Reproduce the records below, without changes, from the line containing "Locate every radar dome in the image below." through the line containing "955;284;996;333", including both of those lines. Leave out the pictures.

::::::

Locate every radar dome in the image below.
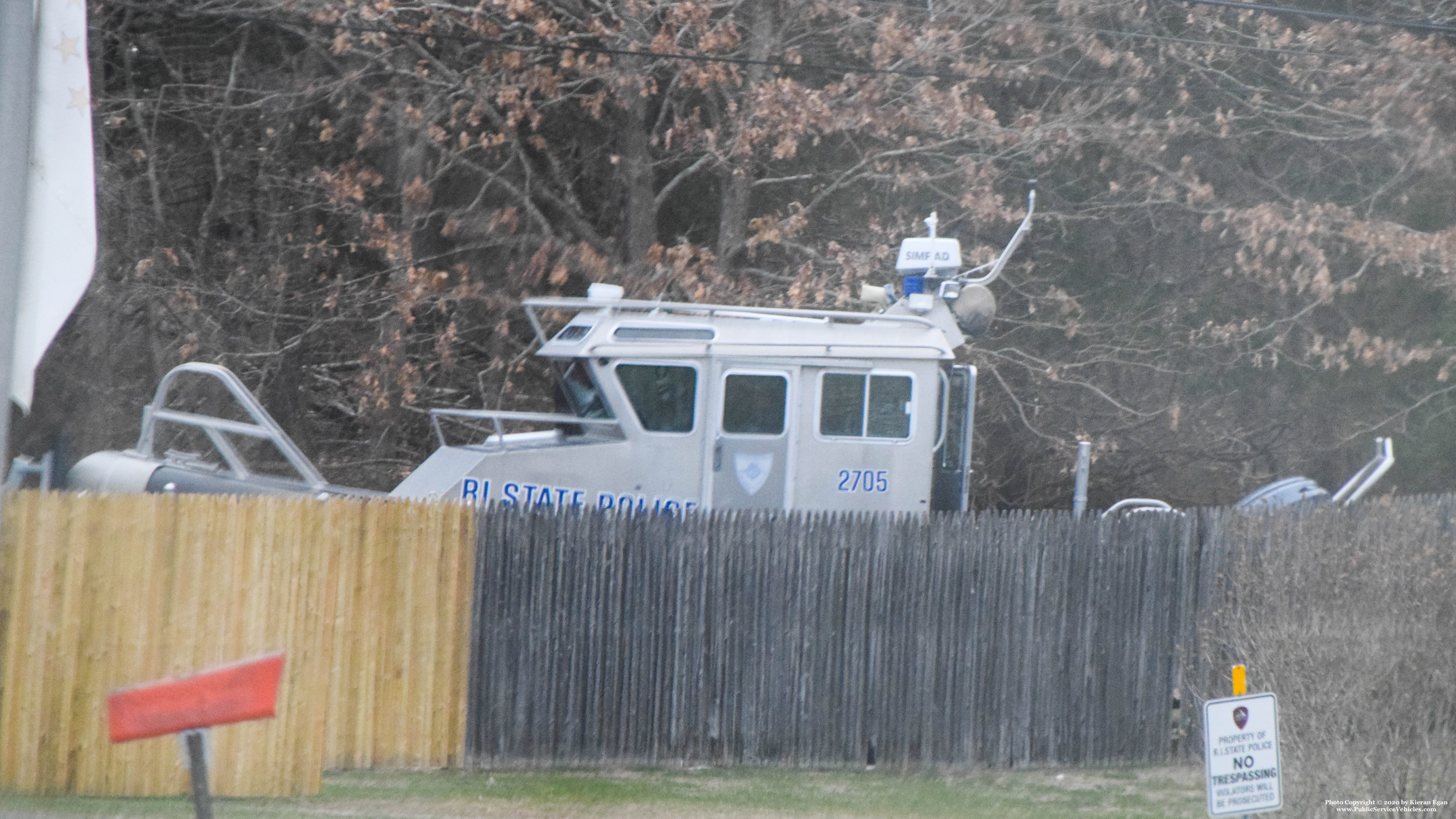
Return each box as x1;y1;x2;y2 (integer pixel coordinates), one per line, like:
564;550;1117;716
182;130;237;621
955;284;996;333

::::::

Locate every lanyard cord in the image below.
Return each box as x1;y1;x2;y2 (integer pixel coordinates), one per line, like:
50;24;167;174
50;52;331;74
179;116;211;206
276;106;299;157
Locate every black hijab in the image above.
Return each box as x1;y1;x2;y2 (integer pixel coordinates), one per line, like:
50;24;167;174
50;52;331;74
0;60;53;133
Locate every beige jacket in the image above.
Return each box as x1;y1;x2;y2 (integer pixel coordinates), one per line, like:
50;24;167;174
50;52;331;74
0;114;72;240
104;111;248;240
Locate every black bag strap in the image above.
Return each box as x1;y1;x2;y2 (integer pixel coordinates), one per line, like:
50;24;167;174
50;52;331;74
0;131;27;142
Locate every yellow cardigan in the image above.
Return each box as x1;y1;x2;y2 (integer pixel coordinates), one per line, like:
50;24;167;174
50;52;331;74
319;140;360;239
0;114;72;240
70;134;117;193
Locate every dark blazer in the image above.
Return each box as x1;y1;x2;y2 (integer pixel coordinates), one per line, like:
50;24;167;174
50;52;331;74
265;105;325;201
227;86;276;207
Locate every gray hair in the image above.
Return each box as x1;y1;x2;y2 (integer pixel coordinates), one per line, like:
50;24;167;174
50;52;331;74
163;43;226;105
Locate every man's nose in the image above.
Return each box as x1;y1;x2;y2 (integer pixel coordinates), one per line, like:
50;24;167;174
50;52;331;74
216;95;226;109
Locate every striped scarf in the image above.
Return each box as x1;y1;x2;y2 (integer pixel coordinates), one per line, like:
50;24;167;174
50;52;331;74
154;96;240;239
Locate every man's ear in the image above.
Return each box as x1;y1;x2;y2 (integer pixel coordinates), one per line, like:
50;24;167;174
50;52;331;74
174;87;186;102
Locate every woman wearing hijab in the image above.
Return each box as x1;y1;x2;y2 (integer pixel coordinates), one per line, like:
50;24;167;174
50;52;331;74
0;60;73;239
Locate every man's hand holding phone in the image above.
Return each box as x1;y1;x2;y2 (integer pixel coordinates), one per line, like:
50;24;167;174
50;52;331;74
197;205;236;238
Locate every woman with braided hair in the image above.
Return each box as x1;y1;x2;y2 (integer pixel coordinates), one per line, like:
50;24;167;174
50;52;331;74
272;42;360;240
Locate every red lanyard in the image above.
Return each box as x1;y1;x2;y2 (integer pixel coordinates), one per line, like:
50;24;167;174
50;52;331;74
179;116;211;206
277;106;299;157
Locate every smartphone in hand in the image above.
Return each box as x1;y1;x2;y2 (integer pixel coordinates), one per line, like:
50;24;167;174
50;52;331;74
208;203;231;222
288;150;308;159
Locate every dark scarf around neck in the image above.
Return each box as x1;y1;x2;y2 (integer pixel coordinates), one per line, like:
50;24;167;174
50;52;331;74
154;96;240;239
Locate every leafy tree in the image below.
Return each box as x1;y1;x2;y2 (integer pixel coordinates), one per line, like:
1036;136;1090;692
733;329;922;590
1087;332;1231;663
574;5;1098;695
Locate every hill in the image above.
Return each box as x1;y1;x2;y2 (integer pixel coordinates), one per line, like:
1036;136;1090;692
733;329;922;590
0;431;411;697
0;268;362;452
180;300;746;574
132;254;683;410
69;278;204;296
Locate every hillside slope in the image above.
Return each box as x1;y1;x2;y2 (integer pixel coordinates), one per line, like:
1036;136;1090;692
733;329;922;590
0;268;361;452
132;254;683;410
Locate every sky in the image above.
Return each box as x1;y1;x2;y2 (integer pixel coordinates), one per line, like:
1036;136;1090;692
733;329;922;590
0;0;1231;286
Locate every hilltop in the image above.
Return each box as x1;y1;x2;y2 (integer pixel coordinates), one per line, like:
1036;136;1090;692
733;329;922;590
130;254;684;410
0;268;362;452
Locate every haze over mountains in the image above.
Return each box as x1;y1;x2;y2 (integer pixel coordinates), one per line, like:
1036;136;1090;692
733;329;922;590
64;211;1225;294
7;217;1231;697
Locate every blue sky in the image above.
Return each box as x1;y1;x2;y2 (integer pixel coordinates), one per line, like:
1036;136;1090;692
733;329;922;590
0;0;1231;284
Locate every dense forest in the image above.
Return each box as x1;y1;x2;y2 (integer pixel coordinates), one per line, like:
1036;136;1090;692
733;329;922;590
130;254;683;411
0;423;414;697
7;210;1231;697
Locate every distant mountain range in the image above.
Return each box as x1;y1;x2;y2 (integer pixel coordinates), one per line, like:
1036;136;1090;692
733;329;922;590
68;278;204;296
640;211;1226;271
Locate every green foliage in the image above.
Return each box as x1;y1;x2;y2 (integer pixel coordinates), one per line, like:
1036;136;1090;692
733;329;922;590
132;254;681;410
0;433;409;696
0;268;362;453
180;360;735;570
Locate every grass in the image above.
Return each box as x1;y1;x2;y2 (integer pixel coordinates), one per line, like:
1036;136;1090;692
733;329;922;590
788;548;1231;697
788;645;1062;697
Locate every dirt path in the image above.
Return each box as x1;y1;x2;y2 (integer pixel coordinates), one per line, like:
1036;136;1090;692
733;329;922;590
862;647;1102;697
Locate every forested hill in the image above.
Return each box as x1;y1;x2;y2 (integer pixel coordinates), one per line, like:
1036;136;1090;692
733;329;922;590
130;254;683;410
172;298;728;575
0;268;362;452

::::::

EXERCISE RESPONSE
Locate every radar dome in the image below.
Return each box as x1;y1;x2;y2 (integer pixel coordinates), one per line, like:
564;550;1117;716
182;130;237;621
955;284;996;333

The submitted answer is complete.